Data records
------------------------------------------------------------------------

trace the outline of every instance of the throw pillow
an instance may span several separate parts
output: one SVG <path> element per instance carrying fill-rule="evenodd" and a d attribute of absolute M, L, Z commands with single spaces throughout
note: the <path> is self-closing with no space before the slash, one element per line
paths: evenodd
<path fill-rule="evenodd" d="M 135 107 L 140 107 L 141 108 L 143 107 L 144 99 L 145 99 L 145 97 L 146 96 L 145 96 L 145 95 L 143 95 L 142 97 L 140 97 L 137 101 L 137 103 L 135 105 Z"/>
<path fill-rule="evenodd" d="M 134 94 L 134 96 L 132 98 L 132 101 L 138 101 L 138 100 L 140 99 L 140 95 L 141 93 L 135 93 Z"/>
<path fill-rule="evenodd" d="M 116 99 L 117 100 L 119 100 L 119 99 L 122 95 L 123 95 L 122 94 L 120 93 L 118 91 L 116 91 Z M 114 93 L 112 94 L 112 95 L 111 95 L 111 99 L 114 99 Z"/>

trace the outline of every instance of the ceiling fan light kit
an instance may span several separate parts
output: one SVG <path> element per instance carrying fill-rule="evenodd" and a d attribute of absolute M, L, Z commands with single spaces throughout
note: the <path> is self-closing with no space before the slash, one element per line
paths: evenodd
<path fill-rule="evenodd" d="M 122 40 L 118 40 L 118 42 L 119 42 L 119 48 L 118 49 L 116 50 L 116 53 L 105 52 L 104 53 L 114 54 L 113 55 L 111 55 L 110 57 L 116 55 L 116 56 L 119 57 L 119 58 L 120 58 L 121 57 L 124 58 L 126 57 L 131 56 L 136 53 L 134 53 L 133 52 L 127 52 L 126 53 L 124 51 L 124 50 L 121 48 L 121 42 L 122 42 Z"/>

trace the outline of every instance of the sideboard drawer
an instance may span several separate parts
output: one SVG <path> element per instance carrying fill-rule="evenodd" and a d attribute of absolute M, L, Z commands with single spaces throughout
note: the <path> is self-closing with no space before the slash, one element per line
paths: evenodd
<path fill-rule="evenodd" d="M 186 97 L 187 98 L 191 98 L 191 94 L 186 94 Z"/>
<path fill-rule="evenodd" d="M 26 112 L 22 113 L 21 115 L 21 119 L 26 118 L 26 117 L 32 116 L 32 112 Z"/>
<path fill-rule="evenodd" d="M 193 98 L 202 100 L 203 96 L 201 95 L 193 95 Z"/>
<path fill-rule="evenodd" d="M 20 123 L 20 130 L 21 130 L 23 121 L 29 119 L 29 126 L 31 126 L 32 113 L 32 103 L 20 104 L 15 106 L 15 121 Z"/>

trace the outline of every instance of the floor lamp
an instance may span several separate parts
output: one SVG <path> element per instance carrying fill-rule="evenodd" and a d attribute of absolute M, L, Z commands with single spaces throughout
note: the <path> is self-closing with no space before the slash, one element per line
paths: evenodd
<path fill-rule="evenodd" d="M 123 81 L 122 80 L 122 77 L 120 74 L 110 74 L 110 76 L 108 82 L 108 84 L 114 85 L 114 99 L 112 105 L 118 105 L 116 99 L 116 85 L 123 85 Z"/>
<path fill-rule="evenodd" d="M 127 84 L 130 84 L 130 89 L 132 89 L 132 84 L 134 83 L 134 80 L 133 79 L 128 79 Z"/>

------------------------------------------------------------------------

**WHAT THIS TASK INVOLVES:** Return the entries above exactly, each one complete.

**THE REPLY:**
trace the outline of every instance of the throw pillow
an instance may span several separate parts
output: one SVG <path> element per instance carrying fill-rule="evenodd" and a d attribute of absolute M, L, Z commands with single spaces throughout
note: the <path> is self-closing with no space before the slash, one element per line
paths: evenodd
<path fill-rule="evenodd" d="M 135 107 L 140 107 L 141 108 L 143 107 L 144 99 L 145 99 L 145 97 L 146 96 L 145 96 L 145 95 L 143 95 L 142 97 L 140 97 L 137 101 L 137 103 L 135 105 Z"/>
<path fill-rule="evenodd" d="M 134 94 L 134 96 L 132 98 L 132 101 L 138 101 L 138 100 L 140 99 L 140 95 L 141 93 L 135 93 Z"/>
<path fill-rule="evenodd" d="M 116 99 L 117 100 L 119 100 L 119 99 L 122 95 L 123 95 L 122 94 L 120 93 L 118 91 L 116 91 Z M 114 93 L 112 94 L 112 95 L 111 95 L 111 99 L 114 99 Z"/>

trace the outline of every instance of the ceiling fan light kit
an instance may span several separate parts
output: one SVG <path> element per instance carrying fill-rule="evenodd" and a d attribute of absolute M, L, Z commands with single spaces throughout
note: the <path> is self-closing with no space before the slash, one element per line
paths: evenodd
<path fill-rule="evenodd" d="M 122 40 L 118 40 L 118 42 L 119 42 L 119 48 L 118 49 L 116 50 L 116 53 L 105 52 L 104 53 L 114 54 L 113 55 L 111 55 L 110 57 L 116 55 L 116 56 L 119 57 L 119 58 L 120 58 L 121 57 L 124 58 L 126 57 L 131 56 L 136 53 L 134 53 L 133 52 L 127 52 L 126 53 L 124 51 L 124 50 L 121 48 L 121 42 L 122 42 Z"/>

trace the outline of every instance of the sideboard drawer
an instance may span several separate parts
output: one SVG <path> element per instance carrying fill-rule="evenodd" and a d attribute of absolute M, L, Z commands with single spaces throughout
note: the <path> is self-closing with no space before the slash, one element per line
paths: evenodd
<path fill-rule="evenodd" d="M 186 97 L 187 98 L 191 98 L 191 94 L 186 94 Z"/>
<path fill-rule="evenodd" d="M 26 112 L 22 113 L 21 115 L 21 119 L 26 118 L 26 117 L 32 116 L 32 112 Z"/>
<path fill-rule="evenodd" d="M 193 98 L 202 100 L 203 96 L 201 95 L 193 95 Z"/>
<path fill-rule="evenodd" d="M 20 123 L 20 130 L 21 130 L 23 121 L 29 119 L 29 126 L 31 126 L 32 113 L 32 103 L 20 104 L 15 106 L 15 121 Z"/>

trace the outline of every instance of the floor lamp
an instance may span several separate parts
output: one SVG <path> element per instance carrying fill-rule="evenodd" and a d attribute of absolute M, L, Z commands with single spaces throughout
note: the <path> is self-closing with no space before the slash, one element per line
paths: evenodd
<path fill-rule="evenodd" d="M 123 81 L 122 80 L 122 77 L 120 74 L 110 74 L 110 76 L 108 82 L 108 84 L 114 85 L 114 99 L 112 105 L 118 105 L 116 99 L 116 85 L 123 85 Z"/>
<path fill-rule="evenodd" d="M 127 84 L 130 84 L 130 89 L 132 89 L 132 84 L 134 83 L 134 80 L 133 79 L 128 79 Z"/>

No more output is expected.